**Goal:** Update the material below by substituting "one point per instance" for every occurrence of "one pin each", and reproduce it in full with everything else left unchanged.

--- Start of Dataset excerpts ---

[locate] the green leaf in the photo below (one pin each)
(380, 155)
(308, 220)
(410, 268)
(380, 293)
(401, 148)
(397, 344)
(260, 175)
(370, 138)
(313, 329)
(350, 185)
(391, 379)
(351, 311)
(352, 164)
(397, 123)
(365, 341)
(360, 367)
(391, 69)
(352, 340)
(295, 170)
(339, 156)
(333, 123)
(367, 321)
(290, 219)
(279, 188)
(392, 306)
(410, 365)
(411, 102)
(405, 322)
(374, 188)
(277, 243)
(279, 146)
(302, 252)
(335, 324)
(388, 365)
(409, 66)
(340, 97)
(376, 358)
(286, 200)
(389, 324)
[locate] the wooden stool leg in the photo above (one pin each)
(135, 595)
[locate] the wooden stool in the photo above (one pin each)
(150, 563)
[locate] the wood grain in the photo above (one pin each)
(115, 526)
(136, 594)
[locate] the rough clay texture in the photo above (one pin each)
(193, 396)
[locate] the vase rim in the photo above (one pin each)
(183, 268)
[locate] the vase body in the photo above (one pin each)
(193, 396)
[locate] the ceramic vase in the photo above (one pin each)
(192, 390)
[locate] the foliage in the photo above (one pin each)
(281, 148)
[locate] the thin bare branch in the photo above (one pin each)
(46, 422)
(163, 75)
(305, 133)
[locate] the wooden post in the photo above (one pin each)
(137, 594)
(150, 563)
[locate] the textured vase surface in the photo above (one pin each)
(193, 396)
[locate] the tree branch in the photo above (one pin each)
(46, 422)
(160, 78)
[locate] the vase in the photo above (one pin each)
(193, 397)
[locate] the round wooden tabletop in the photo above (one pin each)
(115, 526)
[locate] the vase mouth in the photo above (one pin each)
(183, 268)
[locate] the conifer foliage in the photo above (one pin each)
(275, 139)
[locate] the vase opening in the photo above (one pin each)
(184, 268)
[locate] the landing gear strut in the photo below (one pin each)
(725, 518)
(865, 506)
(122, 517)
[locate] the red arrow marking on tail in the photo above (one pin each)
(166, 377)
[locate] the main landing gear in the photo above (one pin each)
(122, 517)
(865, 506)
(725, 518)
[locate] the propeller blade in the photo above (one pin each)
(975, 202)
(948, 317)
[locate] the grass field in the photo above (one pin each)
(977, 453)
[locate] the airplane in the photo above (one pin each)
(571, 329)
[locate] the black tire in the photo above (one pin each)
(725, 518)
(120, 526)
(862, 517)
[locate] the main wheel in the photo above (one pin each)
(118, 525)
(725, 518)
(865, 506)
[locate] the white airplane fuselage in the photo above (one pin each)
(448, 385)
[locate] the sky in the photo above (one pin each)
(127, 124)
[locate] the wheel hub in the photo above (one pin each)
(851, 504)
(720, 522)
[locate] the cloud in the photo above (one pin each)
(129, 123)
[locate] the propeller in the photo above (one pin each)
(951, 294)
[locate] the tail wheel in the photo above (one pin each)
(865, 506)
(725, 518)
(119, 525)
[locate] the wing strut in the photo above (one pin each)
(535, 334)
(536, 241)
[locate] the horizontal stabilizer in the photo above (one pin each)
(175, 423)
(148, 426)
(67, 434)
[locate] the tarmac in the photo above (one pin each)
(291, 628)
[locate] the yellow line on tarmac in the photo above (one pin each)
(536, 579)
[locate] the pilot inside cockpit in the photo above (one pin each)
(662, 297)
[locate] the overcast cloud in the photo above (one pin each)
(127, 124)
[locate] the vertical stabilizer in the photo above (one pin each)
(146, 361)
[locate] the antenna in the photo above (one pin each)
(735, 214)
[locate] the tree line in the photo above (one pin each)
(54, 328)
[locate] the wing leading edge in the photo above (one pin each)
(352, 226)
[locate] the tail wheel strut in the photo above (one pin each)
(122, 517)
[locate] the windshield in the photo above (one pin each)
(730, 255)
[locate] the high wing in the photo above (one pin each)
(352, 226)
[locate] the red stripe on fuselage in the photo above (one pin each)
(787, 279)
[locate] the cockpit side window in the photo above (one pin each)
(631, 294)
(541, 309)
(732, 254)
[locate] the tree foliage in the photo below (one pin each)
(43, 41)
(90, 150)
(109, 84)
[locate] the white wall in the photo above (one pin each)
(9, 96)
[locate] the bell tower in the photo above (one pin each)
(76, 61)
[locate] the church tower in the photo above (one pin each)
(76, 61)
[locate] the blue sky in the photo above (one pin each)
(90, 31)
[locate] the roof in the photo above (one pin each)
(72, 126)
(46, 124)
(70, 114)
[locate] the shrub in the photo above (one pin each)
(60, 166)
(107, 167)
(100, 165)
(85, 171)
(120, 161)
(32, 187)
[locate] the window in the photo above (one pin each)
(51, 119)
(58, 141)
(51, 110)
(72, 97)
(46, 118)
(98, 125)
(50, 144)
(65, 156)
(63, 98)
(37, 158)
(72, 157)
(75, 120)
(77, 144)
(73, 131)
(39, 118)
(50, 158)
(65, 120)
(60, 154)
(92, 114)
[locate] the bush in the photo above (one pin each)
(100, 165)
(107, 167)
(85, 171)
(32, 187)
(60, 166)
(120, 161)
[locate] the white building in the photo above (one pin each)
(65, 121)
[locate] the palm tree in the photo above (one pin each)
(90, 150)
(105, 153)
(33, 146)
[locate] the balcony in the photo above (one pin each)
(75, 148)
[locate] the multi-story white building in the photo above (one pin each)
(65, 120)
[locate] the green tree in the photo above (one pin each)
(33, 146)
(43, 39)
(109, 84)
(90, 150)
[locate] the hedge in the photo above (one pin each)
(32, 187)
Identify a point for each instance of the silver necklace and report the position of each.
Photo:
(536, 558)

--- End of Dataset excerpts ---

**Result below:**
[locate] the green leaf in the photo below (one point per instance)
(380, 155)
(308, 220)
(410, 268)
(380, 293)
(401, 148)
(397, 344)
(260, 175)
(370, 138)
(313, 329)
(350, 185)
(391, 379)
(351, 311)
(352, 164)
(397, 123)
(365, 341)
(360, 367)
(391, 69)
(352, 340)
(295, 170)
(339, 156)
(333, 123)
(367, 321)
(290, 219)
(279, 188)
(392, 306)
(410, 365)
(411, 102)
(405, 322)
(374, 188)
(277, 243)
(279, 146)
(302, 252)
(335, 324)
(388, 365)
(409, 66)
(340, 97)
(376, 358)
(286, 200)
(389, 324)
[locate] the wooden stool leg in the photo above (one point per instance)
(135, 595)
[locate] the wooden stool in the photo above (one point per instance)
(150, 563)
[locate] the wood grain in the photo above (one point per instance)
(115, 526)
(136, 594)
[locate] the rough clay texture in the photo above (one point per instance)
(193, 396)
[locate] the vase rim in the photo above (one point per instance)
(183, 268)
[locate] the vase body in the photo above (one point per instance)
(193, 396)
[locate] the ceramic vase in the photo above (one point per instance)
(192, 390)
[locate] the foliage in the photo above (one point per instance)
(281, 148)
[locate] the thin bare branch in the photo above (one point per instance)
(46, 422)
(163, 75)
(305, 133)
[locate] the wooden post in the photo above (one point per instance)
(137, 594)
(150, 563)
[locate] the textured vase surface in the photo above (one point per instance)
(193, 396)
[locate] the tree branch in the photo above (one point per instance)
(46, 422)
(160, 78)
[locate] the vase in the photo above (one point per instance)
(193, 397)
[locate] the round wooden tabletop in the photo above (one point per instance)
(115, 526)
[locate] the vase mouth in the photo above (one point per instance)
(183, 268)
[locate] the conifer foliage in the photo above (one point per instance)
(275, 139)
[locate] the vase opening in the photo above (one point per instance)
(184, 268)
[locate] the landing gear strut in the photo below (one point per instance)
(725, 518)
(865, 506)
(122, 517)
[locate] the red arrow marking on tail in the photo above (one point per instance)
(166, 377)
[locate] the main landing gear in the photo above (one point per instance)
(122, 517)
(865, 506)
(725, 518)
[locate] the propeller blade in the photo above (one point per instance)
(975, 202)
(948, 317)
[locate] the grass field in the photo above (one point per instance)
(977, 453)
[locate] the airplane in the photo above (one point per instance)
(571, 329)
[locate] the black tire in the photo above (one point per instance)
(725, 518)
(120, 526)
(862, 517)
[locate] the main wheel in the photo above (one point per instance)
(118, 525)
(725, 518)
(865, 506)
[locate] the white airplane fuselage in the photo above (one point per instance)
(448, 385)
[locate] the sky in the photo above (one point per instance)
(127, 124)
[locate] the wheel hub in the photo above (one point per instance)
(851, 504)
(720, 522)
[locate] the cloud in the photo above (one point per instance)
(129, 123)
[locate] the propeller in the photo above (one point per instance)
(951, 294)
[locate] the tail wheel in the photo above (one point per instance)
(865, 506)
(725, 518)
(119, 525)
[locate] the wing strut in the photo above (one point per instance)
(535, 334)
(536, 241)
[locate] the horizontal stabilizer in the photo above (one point per instance)
(175, 423)
(148, 426)
(67, 434)
[locate] the tarmac in the photo above (one point per instance)
(291, 628)
[locate] the yellow line on tarmac in the photo above (one point per instance)
(536, 579)
[locate] the pilot inside cockpit in the photo above (one point per instance)
(662, 297)
[locate] the overcast cloud in the photo above (one point per instance)
(127, 124)
[locate] the vertical stabilizer in the photo above (one point per instance)
(146, 361)
[locate] the antenna in the photo above (one point per instance)
(735, 214)
[locate] the tree line in the photo above (one point per instance)
(54, 328)
[locate] the wing leading edge in the photo above (one point per instance)
(352, 226)
[locate] the tail wheel strut in the photo above (one point per instance)
(122, 517)
[locate] the windshield in the photo above (one point per instance)
(730, 255)
[locate] the high wing in the photo above (one point per instance)
(352, 226)
[locate] the red stripe on fuselage in the photo above (one point per instance)
(787, 279)
[locate] the cockpit side window in the photo above (one point per instance)
(631, 294)
(541, 309)
(732, 254)
[locate] the tree foliage in the photo below (one point per instance)
(43, 41)
(90, 150)
(109, 84)
[locate] the white wall in the photo above (one point per instance)
(9, 96)
[locate] the bell tower in the photo above (one point per instance)
(76, 61)
[locate] the church tower in the photo above (one point per instance)
(76, 61)
[locate] the blue sky in the photo above (one point per instance)
(90, 31)
[locate] the roof in the photo above (one point per instance)
(72, 126)
(46, 124)
(70, 114)
[locate] the shrub in the photo above (one point per instance)
(60, 166)
(107, 167)
(100, 165)
(85, 171)
(120, 161)
(32, 187)
[locate] the window in the photo above (one point per instance)
(51, 119)
(58, 141)
(51, 110)
(72, 97)
(46, 118)
(98, 125)
(50, 144)
(65, 156)
(63, 98)
(37, 158)
(72, 157)
(75, 120)
(77, 144)
(73, 131)
(39, 118)
(50, 158)
(65, 120)
(60, 154)
(92, 114)
[locate] the bush in the photo above (one point per instance)
(100, 165)
(107, 167)
(85, 171)
(32, 187)
(60, 166)
(120, 161)
[locate] the white building in the photo above (one point per instance)
(65, 121)
[locate] the palm tree in the photo above (one point per instance)
(90, 150)
(105, 153)
(33, 146)
[locate] the balcony in the photo above (one point per instance)
(75, 148)
[locate] the multi-story white building in the photo above (one point per instance)
(65, 120)
[locate] the green tree in the photo above (one point per instance)
(33, 146)
(43, 39)
(109, 84)
(90, 150)
[locate] the hedge in the photo above (one point per instance)
(32, 187)
Identify a point for each instance of the silver necklace and report the position of each.
Photo:
(536, 558)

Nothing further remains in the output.